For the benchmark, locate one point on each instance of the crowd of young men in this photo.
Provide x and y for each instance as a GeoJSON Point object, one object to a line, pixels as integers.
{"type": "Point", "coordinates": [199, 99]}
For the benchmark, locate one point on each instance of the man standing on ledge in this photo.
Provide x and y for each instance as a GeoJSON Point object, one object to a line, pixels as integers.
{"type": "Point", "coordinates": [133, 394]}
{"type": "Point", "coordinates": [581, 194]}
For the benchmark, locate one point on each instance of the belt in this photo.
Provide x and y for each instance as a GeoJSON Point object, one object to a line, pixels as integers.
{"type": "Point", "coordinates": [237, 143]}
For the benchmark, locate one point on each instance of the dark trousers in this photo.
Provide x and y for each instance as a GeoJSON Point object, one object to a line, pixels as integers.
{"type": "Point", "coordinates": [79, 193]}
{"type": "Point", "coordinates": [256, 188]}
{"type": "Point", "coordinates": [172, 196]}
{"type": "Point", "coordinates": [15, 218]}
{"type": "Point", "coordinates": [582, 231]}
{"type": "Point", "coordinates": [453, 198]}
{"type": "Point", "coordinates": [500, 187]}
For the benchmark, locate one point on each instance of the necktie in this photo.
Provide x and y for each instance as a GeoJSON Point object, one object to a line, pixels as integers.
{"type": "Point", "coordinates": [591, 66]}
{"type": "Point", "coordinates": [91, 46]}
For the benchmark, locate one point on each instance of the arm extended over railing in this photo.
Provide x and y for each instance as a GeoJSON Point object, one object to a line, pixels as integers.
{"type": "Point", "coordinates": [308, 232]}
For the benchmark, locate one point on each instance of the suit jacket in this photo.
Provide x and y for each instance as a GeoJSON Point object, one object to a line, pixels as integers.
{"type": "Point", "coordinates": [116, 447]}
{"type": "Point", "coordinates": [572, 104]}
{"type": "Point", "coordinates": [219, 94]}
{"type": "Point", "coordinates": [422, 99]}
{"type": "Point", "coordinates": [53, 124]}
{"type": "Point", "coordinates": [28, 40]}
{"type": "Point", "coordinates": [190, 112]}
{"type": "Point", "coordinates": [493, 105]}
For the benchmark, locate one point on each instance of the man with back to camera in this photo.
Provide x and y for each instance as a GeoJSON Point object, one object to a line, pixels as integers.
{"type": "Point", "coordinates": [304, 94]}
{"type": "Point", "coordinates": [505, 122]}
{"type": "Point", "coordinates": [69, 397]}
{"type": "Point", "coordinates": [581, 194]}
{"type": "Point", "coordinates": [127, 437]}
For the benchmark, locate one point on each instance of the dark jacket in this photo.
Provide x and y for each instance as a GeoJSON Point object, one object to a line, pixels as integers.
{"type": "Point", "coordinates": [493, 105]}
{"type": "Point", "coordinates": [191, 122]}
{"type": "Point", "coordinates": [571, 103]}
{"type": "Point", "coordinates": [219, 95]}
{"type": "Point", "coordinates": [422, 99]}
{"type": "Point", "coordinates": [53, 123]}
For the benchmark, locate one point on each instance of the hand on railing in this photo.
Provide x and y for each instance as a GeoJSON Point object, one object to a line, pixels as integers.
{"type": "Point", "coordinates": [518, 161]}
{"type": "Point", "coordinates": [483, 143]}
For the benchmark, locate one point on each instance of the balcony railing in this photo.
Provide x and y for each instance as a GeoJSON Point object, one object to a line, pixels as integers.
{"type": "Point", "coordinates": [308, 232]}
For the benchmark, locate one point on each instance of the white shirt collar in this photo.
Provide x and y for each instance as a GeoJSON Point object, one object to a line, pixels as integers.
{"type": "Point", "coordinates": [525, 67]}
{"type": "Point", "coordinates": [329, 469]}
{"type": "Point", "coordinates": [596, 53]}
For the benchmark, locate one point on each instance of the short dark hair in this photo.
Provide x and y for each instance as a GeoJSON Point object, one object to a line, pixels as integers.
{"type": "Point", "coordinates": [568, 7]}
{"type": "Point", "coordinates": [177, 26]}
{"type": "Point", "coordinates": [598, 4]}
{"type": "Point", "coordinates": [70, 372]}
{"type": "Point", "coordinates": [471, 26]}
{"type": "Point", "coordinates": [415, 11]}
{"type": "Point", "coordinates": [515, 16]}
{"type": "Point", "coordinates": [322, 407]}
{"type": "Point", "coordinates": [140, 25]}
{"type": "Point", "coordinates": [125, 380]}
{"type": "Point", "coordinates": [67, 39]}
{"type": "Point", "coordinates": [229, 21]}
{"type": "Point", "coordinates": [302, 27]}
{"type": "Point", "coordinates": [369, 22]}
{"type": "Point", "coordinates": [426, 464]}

==

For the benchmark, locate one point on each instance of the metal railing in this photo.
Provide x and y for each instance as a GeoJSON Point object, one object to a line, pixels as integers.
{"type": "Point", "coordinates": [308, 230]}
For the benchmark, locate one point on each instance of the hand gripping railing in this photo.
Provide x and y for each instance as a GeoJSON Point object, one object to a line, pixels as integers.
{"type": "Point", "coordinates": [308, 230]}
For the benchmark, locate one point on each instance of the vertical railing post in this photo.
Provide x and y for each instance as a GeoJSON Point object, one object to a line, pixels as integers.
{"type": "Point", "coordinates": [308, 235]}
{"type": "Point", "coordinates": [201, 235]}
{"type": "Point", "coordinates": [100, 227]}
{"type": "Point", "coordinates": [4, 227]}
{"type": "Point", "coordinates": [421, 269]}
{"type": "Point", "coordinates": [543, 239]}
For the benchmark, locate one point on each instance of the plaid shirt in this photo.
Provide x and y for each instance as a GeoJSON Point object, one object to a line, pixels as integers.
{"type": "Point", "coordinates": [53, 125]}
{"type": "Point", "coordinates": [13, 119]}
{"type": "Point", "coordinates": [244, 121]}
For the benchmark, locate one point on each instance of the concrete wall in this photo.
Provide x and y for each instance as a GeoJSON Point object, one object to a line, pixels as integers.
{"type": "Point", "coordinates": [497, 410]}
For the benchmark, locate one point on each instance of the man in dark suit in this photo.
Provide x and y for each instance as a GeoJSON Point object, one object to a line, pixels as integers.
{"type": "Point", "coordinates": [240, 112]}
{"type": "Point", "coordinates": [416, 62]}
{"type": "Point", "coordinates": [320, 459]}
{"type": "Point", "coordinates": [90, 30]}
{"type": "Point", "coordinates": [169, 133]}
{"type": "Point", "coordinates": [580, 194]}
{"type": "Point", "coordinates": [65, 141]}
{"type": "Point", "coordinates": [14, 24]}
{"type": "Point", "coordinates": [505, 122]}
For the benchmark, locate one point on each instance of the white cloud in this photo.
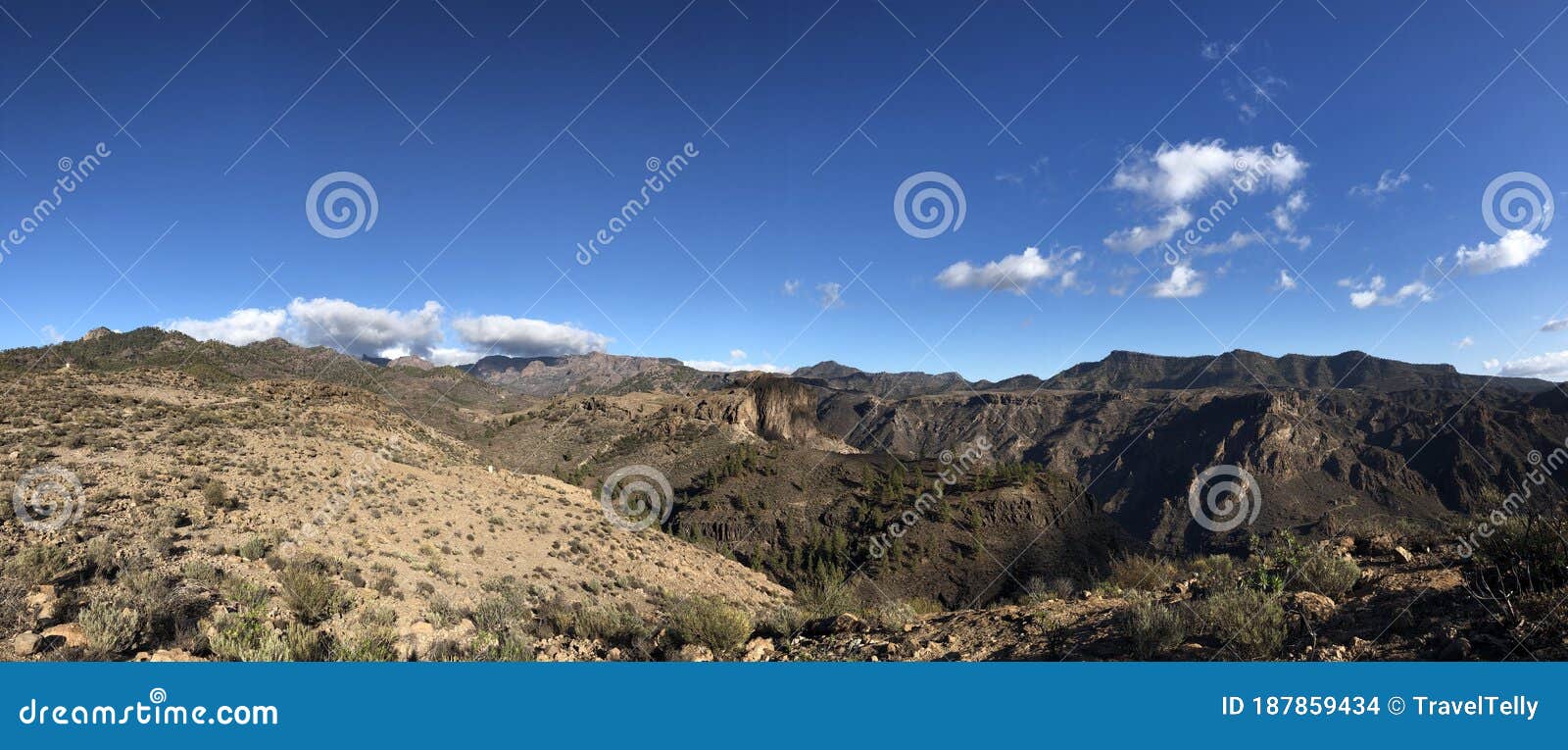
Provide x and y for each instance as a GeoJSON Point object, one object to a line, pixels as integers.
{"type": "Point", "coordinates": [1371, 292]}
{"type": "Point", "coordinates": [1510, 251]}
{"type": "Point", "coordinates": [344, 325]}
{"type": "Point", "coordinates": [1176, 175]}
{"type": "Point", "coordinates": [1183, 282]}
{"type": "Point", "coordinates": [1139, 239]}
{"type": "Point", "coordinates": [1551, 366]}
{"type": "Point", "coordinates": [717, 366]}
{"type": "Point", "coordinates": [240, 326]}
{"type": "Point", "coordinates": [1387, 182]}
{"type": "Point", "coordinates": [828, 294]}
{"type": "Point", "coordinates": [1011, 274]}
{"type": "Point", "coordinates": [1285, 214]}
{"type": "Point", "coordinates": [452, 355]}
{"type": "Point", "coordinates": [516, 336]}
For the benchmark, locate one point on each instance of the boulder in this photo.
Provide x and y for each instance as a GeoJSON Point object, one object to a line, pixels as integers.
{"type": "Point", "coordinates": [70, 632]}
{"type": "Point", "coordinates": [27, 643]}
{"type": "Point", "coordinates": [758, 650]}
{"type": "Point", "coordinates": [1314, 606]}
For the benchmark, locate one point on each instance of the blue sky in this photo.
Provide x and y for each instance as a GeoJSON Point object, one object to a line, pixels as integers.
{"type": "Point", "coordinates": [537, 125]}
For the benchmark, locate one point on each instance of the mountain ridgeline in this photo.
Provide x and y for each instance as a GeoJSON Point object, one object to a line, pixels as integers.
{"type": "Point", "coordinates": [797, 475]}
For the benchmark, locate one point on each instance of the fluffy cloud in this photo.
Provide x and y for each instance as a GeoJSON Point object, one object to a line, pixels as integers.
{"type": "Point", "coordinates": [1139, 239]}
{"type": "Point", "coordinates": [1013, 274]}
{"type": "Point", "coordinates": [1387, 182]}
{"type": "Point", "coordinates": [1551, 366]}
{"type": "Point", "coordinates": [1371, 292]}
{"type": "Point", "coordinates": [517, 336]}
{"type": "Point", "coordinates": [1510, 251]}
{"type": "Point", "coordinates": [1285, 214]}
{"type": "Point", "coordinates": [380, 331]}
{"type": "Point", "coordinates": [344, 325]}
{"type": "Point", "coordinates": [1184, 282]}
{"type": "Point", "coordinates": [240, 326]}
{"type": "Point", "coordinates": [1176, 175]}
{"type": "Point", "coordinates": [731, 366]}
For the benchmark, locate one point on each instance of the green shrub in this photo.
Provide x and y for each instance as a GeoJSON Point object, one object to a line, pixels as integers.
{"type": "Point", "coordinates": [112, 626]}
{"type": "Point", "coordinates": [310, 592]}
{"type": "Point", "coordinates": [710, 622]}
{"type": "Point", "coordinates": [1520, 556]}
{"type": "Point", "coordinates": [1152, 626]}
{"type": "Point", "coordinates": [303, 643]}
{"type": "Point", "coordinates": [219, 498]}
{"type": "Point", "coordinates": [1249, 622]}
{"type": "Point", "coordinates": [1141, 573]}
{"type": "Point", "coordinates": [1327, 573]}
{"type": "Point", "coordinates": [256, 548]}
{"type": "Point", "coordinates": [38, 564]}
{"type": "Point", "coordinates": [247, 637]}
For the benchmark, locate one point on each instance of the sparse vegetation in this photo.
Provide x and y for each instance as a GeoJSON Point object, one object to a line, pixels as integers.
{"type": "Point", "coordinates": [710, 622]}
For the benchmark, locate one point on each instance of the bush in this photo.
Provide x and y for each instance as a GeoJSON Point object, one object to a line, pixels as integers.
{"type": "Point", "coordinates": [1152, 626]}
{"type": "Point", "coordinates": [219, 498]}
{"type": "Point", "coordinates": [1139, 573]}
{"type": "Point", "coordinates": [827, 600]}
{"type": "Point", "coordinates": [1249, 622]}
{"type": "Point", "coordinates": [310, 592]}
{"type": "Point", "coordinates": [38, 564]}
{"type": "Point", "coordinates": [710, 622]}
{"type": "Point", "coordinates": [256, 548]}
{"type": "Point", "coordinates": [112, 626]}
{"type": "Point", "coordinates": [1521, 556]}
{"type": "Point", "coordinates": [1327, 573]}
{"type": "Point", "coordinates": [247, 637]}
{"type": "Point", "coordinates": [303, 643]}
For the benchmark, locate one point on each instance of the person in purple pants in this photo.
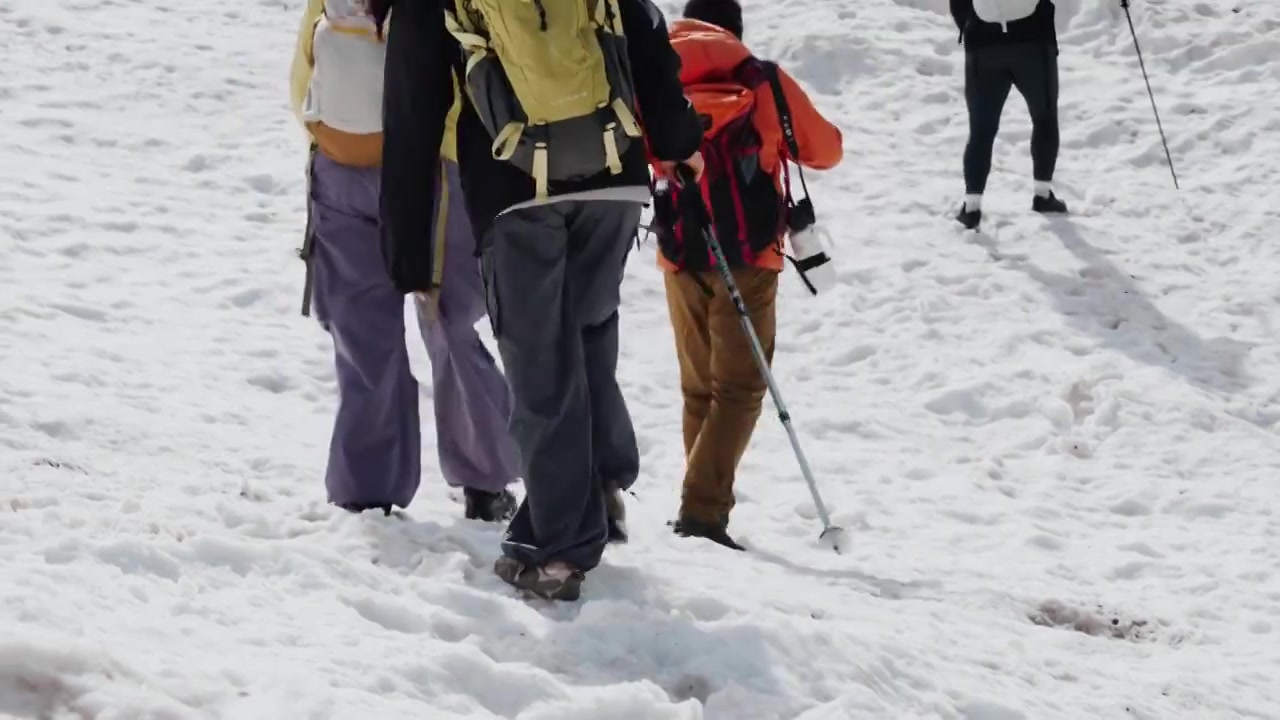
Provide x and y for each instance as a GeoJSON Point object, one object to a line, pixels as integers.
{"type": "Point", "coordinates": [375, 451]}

...

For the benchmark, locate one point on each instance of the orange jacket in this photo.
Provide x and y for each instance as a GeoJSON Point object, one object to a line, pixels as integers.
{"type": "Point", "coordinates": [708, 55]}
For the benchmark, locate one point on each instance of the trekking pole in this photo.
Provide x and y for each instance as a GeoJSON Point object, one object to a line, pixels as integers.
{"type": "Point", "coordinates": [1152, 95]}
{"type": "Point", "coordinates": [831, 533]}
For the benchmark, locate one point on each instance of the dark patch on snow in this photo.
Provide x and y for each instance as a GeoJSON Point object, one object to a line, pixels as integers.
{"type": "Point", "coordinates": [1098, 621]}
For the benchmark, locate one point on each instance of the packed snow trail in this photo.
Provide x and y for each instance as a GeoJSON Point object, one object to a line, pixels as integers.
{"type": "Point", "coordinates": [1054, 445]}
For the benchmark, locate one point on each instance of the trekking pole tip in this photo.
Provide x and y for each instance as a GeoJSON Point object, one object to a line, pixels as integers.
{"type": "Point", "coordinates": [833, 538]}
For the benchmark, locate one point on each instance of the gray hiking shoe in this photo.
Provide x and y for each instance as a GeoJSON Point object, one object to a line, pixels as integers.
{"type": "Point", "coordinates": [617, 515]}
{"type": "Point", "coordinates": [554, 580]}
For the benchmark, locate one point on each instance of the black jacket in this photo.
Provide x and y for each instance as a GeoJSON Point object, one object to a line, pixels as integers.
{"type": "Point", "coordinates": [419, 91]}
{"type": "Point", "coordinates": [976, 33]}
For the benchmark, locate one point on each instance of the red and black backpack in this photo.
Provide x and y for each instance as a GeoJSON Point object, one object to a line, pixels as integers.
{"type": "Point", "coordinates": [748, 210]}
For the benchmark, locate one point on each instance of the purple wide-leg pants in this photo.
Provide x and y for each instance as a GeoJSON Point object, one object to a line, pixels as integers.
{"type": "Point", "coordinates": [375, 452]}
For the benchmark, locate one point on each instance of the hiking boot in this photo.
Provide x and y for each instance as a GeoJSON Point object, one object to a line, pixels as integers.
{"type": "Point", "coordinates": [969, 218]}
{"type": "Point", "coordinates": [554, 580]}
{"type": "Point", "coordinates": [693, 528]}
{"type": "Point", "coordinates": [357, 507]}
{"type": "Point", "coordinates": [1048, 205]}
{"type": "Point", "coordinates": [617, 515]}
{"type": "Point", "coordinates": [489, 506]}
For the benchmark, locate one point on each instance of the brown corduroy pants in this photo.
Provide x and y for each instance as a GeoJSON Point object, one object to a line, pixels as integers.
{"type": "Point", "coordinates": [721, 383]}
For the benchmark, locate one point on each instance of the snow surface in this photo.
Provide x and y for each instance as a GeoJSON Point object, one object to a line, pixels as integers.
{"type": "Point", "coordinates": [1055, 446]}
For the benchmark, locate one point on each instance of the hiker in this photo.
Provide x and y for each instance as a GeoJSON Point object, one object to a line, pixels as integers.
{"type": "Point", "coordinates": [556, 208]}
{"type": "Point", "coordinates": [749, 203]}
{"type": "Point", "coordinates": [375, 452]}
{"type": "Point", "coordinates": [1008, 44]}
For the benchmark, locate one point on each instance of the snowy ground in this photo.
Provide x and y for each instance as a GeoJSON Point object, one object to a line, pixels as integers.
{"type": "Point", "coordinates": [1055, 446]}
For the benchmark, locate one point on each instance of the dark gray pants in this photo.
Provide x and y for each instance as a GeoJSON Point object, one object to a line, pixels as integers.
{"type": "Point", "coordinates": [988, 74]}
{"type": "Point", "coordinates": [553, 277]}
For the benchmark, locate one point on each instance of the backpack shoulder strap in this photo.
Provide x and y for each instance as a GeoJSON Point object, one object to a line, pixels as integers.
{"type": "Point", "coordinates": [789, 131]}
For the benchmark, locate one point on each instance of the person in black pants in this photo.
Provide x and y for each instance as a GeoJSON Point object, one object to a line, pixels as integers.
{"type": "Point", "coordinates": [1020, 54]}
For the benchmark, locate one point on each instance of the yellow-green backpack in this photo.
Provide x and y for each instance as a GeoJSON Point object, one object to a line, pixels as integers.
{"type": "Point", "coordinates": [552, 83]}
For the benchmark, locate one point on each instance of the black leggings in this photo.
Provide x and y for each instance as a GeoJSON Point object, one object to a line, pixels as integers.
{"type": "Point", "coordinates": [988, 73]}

** Your objective **
Extract every line of the items above that contains the word "green".

** Solution to the problem **
For the benchmark, locate one point on each instance of the green shrub in this photo.
For the benchmark, locate one point on each instance of the yellow-green backpack in this photo.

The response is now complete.